===== MATERIAL SHOWN

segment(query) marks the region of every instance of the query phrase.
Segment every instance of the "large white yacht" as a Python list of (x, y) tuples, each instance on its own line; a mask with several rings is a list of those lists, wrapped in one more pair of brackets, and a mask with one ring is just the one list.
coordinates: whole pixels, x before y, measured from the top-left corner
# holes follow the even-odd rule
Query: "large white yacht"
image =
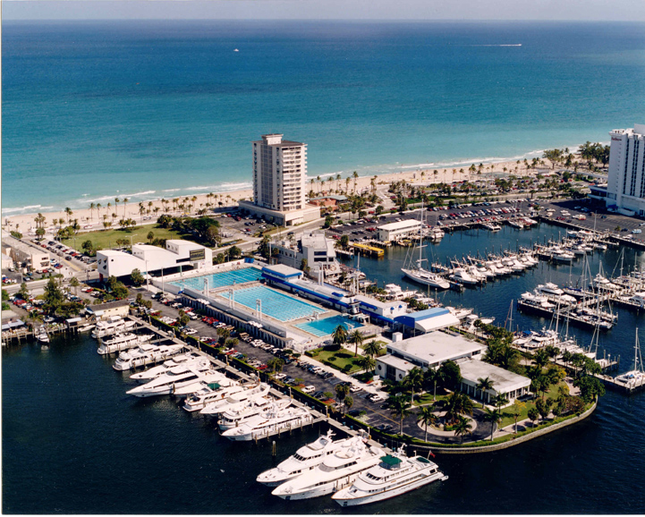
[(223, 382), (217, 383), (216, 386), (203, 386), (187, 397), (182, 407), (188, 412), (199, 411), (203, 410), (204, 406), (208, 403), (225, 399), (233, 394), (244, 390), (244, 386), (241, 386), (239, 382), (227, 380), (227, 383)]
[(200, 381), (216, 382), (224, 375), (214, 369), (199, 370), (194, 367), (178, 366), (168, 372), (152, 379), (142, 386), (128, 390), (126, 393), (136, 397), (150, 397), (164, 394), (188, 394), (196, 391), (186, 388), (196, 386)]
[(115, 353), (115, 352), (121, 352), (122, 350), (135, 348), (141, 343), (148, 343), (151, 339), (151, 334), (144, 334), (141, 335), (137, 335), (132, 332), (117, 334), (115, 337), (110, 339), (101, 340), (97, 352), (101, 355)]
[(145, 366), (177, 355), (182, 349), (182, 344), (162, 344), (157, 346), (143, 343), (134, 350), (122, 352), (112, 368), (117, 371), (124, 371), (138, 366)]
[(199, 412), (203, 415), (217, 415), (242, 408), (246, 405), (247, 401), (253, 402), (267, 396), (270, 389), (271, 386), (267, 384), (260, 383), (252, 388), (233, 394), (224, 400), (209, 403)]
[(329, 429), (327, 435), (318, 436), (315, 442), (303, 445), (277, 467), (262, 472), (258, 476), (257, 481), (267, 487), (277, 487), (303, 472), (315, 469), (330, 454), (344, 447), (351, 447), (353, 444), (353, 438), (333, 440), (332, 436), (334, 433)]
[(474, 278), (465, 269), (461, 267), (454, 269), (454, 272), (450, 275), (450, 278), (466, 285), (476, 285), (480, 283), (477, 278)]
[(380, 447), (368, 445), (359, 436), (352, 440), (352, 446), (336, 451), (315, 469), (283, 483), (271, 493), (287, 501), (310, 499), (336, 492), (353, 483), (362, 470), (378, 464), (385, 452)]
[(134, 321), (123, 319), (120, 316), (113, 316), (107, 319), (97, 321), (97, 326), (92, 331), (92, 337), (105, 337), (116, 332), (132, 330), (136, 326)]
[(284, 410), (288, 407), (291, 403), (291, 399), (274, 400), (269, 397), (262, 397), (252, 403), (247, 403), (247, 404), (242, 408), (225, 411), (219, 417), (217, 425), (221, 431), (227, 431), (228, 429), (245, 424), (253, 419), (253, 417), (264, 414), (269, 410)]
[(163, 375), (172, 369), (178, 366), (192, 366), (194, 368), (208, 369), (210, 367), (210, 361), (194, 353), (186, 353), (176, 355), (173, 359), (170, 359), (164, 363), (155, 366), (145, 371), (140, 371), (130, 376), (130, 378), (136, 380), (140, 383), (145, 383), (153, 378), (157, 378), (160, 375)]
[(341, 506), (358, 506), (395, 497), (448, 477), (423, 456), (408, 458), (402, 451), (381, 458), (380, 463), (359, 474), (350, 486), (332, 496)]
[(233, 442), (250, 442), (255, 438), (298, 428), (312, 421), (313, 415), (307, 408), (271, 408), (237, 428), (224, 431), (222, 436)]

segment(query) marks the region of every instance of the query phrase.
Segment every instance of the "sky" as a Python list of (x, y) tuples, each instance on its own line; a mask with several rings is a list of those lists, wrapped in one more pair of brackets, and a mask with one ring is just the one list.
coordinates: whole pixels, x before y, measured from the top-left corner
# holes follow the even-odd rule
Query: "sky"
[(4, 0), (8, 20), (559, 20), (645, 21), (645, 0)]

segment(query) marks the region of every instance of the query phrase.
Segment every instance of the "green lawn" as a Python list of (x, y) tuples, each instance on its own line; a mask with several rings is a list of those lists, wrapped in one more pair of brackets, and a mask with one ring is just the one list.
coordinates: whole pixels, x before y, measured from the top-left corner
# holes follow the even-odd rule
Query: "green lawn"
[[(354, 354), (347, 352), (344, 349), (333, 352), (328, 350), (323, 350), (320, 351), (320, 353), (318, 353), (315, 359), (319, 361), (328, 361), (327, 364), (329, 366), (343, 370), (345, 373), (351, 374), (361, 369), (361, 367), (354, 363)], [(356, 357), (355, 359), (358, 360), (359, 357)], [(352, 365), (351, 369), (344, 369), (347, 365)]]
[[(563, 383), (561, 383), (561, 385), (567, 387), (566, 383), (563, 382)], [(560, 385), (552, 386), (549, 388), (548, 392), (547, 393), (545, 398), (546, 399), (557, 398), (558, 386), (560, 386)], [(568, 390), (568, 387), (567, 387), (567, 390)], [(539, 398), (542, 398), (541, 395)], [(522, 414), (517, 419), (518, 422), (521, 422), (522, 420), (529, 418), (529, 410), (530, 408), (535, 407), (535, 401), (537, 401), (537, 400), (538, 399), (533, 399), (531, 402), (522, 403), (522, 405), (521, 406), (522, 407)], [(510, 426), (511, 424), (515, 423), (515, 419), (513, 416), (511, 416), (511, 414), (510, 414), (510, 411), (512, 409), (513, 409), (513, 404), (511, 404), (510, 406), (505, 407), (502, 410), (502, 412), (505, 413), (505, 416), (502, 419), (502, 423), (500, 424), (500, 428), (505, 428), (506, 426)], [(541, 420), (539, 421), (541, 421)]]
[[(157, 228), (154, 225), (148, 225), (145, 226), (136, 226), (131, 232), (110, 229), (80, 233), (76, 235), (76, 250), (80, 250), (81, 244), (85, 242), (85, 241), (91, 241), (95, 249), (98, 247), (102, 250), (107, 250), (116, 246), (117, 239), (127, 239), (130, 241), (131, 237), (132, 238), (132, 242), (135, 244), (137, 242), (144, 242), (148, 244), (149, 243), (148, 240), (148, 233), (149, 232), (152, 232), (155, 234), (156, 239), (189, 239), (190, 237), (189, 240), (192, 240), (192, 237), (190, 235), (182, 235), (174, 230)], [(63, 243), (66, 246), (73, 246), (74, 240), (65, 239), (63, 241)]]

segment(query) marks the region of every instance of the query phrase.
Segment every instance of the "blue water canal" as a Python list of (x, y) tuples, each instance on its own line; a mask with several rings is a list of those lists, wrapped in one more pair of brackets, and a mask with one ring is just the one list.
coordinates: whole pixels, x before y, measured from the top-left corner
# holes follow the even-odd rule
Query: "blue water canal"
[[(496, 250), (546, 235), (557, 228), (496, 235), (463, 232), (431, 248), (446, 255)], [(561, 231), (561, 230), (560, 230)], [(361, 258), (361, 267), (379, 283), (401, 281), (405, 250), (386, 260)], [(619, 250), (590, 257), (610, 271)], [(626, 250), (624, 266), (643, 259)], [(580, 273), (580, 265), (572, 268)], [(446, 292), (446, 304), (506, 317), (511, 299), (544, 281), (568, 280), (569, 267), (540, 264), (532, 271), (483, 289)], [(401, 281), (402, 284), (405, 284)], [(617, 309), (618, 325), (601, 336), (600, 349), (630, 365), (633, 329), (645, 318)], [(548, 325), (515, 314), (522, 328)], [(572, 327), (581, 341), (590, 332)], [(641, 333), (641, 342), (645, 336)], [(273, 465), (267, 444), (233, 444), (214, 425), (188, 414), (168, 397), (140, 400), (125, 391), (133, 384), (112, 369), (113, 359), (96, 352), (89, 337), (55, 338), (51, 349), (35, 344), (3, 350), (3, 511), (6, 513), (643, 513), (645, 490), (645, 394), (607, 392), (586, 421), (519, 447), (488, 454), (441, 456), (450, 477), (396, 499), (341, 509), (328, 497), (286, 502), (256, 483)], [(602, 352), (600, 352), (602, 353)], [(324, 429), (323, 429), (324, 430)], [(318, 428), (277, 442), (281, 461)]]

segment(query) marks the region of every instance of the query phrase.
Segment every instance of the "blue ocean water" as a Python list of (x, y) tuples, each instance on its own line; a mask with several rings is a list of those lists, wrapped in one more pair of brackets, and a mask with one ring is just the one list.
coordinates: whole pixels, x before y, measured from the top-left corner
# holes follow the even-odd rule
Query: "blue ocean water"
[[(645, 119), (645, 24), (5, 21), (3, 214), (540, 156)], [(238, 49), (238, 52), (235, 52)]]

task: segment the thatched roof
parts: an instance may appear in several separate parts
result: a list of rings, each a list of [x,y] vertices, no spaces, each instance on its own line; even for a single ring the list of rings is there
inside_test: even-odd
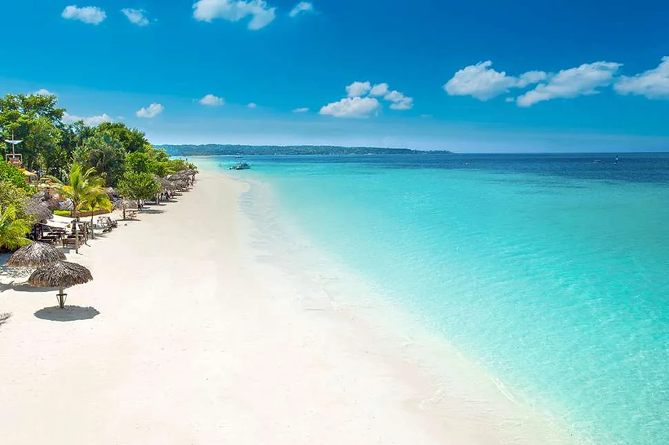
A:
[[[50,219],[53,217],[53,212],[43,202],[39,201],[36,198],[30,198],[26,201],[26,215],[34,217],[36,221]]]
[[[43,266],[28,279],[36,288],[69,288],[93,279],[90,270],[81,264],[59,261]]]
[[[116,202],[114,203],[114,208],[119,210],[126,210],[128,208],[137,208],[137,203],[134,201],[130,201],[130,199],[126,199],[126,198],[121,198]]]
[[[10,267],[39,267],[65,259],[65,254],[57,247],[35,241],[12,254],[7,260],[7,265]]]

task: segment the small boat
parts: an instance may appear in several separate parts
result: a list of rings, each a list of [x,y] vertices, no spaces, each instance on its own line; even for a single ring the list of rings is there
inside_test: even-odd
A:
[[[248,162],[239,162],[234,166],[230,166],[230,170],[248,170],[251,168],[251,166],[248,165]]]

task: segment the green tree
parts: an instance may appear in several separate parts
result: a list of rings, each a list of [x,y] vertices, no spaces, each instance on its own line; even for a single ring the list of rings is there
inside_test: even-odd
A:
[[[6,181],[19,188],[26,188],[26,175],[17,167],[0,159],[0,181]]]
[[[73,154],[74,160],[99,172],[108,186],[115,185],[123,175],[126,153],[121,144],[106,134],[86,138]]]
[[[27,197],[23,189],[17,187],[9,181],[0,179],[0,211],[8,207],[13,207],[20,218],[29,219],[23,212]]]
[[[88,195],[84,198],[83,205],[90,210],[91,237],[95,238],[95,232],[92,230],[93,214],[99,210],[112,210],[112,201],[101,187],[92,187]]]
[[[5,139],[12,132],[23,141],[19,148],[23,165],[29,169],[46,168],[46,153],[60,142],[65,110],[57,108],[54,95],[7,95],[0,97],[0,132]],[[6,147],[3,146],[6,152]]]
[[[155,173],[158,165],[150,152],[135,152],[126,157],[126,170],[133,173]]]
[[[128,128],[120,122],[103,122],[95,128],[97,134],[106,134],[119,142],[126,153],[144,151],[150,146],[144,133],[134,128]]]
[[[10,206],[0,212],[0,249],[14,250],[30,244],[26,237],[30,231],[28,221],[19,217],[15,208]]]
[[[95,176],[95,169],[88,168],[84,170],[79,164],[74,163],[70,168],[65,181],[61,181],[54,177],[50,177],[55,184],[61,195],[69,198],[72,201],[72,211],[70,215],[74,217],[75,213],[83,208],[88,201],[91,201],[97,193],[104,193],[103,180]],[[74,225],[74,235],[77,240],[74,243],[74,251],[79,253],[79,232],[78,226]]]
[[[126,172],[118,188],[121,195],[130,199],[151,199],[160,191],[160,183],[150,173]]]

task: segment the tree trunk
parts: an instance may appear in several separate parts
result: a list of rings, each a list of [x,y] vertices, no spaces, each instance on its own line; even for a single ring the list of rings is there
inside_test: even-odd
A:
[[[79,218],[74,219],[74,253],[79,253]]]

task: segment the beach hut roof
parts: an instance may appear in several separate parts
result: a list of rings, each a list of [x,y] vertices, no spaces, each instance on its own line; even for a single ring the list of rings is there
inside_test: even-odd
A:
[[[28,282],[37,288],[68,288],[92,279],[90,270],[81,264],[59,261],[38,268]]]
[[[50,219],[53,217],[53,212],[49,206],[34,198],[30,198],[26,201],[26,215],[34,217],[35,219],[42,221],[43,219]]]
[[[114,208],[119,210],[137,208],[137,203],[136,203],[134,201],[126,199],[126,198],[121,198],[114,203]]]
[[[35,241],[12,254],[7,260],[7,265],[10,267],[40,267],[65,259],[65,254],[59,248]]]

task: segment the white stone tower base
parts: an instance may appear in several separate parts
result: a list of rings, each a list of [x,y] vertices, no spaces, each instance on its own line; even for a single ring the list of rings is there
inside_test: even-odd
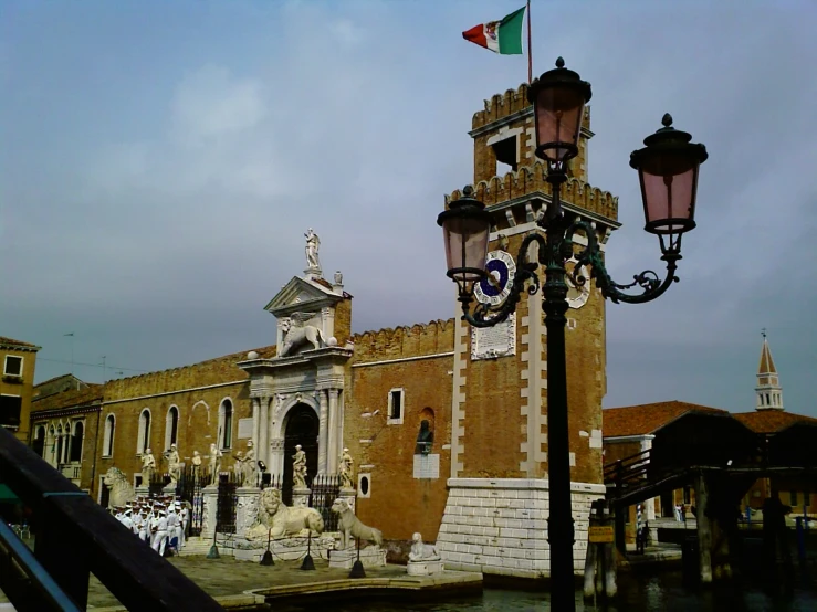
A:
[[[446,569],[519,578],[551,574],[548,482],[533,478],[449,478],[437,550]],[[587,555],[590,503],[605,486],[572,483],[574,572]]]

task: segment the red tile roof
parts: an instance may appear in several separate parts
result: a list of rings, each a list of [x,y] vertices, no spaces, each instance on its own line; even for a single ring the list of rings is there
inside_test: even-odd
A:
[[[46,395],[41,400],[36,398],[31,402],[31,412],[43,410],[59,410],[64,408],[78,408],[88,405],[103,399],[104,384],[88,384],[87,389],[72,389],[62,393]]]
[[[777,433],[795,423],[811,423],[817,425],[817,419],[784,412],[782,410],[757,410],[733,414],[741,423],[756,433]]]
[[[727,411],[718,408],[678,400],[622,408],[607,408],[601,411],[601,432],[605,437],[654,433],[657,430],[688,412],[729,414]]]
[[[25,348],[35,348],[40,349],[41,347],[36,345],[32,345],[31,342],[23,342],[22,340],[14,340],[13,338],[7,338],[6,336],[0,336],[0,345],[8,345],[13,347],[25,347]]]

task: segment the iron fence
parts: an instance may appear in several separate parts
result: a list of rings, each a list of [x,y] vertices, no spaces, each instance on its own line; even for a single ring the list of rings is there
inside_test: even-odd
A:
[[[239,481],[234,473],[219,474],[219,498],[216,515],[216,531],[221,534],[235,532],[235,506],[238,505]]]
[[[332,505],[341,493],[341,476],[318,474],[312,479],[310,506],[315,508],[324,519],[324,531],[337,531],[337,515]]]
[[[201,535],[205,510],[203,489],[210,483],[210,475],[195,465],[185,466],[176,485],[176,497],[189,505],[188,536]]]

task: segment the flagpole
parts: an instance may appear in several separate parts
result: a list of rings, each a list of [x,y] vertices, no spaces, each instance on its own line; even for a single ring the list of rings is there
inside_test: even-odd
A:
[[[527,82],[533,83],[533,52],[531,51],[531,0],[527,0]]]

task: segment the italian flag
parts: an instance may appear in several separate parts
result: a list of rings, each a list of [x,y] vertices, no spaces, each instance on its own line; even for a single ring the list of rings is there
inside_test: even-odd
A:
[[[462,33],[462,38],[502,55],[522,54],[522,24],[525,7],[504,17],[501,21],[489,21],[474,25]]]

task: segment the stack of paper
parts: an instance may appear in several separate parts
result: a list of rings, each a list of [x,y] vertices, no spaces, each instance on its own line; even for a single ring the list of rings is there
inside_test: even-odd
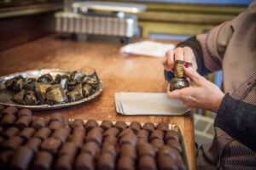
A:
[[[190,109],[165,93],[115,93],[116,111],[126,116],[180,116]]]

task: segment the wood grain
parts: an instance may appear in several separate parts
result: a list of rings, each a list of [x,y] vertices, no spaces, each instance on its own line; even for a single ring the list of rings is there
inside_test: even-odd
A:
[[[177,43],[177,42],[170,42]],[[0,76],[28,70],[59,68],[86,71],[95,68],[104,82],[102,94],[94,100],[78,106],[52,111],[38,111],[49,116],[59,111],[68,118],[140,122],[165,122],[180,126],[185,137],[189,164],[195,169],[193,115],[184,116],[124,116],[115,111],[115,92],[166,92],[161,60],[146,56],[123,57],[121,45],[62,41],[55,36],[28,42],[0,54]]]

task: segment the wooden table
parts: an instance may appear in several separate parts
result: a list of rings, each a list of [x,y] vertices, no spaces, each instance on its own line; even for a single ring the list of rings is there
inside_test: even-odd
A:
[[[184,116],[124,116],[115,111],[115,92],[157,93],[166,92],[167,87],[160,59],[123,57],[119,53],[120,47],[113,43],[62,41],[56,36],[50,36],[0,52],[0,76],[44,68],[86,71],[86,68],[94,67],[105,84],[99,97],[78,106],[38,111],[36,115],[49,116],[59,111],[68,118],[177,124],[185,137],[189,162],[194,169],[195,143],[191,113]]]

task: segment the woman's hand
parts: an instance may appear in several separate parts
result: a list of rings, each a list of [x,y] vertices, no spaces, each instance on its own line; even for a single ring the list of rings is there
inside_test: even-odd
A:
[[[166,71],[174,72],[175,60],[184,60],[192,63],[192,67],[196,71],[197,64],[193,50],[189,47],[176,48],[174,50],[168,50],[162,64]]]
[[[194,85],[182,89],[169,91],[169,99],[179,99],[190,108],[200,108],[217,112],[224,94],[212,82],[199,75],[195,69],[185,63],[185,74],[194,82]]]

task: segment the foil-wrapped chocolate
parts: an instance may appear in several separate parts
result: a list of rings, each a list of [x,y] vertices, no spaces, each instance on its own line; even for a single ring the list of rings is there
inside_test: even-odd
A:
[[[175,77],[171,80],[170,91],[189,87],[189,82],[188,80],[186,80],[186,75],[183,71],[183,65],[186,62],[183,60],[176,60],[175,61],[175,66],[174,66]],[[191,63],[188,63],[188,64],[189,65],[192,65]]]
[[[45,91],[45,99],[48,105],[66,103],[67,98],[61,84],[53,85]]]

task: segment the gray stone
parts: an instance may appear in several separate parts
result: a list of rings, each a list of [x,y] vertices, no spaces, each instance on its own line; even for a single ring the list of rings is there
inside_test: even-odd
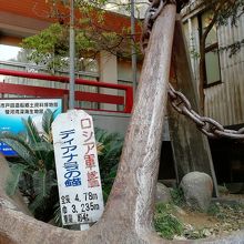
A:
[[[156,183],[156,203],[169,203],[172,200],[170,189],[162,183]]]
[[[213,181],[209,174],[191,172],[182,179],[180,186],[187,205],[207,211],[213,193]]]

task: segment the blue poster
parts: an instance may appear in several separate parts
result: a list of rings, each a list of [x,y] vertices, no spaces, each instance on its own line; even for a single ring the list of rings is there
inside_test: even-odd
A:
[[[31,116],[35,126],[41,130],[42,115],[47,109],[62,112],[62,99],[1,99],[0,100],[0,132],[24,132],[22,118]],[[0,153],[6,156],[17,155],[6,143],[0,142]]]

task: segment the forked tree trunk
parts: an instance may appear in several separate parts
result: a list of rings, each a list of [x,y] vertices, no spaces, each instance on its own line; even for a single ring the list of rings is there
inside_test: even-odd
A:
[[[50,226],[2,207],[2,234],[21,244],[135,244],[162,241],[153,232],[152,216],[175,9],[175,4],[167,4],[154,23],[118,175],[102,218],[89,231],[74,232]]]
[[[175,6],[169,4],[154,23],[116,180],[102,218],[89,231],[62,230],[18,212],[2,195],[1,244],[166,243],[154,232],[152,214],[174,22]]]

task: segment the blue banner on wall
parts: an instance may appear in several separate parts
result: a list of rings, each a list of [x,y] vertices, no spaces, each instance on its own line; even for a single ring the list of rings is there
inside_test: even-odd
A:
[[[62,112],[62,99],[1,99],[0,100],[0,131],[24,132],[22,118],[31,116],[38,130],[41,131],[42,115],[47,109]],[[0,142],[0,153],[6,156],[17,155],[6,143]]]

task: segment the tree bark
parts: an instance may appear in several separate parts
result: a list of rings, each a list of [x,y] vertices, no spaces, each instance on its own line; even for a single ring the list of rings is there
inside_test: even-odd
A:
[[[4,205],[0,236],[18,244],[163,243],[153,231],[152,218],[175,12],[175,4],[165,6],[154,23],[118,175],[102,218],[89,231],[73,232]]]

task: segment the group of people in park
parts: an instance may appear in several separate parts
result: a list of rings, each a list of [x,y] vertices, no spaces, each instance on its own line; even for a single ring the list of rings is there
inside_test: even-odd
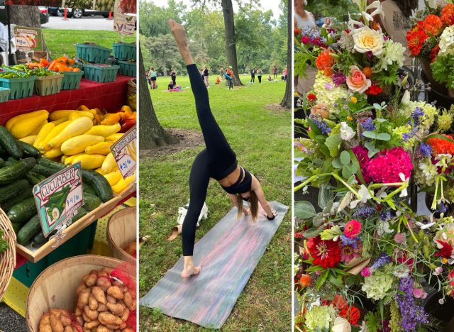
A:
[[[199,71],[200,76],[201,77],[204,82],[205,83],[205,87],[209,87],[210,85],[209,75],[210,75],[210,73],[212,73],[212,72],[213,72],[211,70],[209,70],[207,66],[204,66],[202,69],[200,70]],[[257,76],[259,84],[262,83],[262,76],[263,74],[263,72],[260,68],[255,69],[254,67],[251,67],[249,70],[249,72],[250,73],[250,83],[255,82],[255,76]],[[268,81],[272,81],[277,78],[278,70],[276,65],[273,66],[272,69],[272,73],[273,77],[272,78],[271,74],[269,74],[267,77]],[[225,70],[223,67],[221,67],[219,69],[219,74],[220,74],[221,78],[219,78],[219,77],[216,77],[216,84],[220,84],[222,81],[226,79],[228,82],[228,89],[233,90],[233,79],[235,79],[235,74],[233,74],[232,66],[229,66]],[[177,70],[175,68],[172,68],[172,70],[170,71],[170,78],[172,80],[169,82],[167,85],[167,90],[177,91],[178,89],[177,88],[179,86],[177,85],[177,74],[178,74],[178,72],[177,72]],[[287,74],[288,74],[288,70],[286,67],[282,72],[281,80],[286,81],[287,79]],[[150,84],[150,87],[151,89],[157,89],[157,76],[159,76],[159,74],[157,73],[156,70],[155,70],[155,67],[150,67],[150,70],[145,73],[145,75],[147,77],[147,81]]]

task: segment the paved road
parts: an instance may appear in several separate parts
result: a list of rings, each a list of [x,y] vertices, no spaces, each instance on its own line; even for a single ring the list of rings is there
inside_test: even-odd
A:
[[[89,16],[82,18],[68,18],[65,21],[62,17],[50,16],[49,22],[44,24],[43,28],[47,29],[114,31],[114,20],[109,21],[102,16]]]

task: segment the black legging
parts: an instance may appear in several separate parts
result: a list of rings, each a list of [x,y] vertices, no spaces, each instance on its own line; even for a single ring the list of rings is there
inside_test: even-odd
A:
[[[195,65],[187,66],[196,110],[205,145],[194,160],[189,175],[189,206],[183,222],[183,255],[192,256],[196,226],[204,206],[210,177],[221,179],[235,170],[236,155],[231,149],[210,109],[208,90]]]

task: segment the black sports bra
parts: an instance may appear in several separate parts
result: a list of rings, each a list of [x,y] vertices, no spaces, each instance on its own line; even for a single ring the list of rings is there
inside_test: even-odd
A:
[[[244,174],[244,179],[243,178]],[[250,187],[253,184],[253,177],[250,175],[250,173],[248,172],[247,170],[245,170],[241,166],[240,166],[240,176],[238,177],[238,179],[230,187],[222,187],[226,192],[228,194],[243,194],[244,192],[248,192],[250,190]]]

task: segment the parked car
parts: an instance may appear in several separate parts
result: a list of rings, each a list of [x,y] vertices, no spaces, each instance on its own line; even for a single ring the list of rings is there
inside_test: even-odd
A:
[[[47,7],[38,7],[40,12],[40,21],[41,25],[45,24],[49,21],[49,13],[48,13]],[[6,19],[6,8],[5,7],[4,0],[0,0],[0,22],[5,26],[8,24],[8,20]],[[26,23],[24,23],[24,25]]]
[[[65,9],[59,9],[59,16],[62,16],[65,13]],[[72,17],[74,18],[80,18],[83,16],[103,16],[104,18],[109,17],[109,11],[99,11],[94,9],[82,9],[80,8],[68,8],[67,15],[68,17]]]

==========

_WHAT THE EXERCISE ASKS_
Rewrite the listing from its first line through the line containing "352), (101, 355)]", both included, keeping the requests unchanged and scaling every outline vertex coordinate by 0.95, rounded to whole numbers with halves going up. Leave the pictures out.

_SOLVED EXERCISE_
segment(query) marks the region of every instance of the query phrase.
Segment every instance of the "large white yacht" as a Python list of (x, y) tuples, each instance on its own line; a mask with several rings is a list of those lists, wrapped in one more pair of brackets, and a mask with one ring is just the one list.
coordinates: whole pixels, x before y, measured from the top-left corner
# holes follow the even-odd rule
Query: "large white yacht"
image =
[(212, 363), (206, 364), (205, 367), (193, 367), (178, 377), (173, 387), (179, 391), (189, 390), (193, 390), (194, 386), (198, 383), (214, 379), (221, 374), (232, 371), (232, 367), (229, 367), (227, 363), (216, 361), (216, 364)]
[(190, 362), (205, 363), (213, 356), (203, 351), (189, 352), (184, 349), (169, 348), (160, 353), (144, 360), (135, 367), (122, 371), (120, 373), (129, 377), (143, 377), (156, 374), (179, 374), (186, 371), (177, 369), (186, 367)]
[(109, 335), (109, 334), (115, 334), (116, 333), (128, 331), (134, 326), (141, 326), (143, 322), (143, 317), (137, 317), (134, 318), (130, 318), (125, 315), (111, 317), (109, 320), (105, 322), (96, 323), (92, 334), (96, 337)]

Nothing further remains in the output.